[Items from a data source]
** Begin **

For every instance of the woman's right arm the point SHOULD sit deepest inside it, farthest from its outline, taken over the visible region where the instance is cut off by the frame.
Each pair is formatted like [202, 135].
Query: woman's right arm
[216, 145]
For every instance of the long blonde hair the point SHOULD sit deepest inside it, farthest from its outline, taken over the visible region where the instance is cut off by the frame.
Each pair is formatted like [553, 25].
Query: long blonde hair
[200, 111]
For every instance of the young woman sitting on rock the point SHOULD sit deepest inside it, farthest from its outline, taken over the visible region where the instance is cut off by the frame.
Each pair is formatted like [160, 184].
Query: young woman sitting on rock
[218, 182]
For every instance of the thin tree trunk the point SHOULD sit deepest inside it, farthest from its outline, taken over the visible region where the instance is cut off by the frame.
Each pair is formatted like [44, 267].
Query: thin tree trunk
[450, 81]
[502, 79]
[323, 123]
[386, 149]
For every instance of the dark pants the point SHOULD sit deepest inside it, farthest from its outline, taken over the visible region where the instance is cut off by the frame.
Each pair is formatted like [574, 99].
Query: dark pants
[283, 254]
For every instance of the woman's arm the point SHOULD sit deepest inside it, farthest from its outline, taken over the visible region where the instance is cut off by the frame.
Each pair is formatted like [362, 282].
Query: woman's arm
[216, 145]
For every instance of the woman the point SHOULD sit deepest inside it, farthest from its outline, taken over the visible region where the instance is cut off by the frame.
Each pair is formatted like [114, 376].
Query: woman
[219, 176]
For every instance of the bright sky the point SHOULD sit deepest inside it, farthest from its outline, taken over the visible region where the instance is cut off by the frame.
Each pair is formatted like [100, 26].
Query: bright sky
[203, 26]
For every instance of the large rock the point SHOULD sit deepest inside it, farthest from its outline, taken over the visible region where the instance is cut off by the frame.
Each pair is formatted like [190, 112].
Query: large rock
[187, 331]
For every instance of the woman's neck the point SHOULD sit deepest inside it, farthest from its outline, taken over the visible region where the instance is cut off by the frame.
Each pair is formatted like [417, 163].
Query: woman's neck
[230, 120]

** End **
** Begin **

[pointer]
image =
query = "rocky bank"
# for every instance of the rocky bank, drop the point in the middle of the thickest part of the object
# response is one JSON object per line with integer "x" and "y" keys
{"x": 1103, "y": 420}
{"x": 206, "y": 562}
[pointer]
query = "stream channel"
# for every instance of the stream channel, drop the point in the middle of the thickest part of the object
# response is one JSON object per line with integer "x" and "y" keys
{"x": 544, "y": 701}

** End **

WORK TO COMPLETE: State how many lines of the items above contain the word "bright", giving only the number.

EXERCISE RESPONSE: 2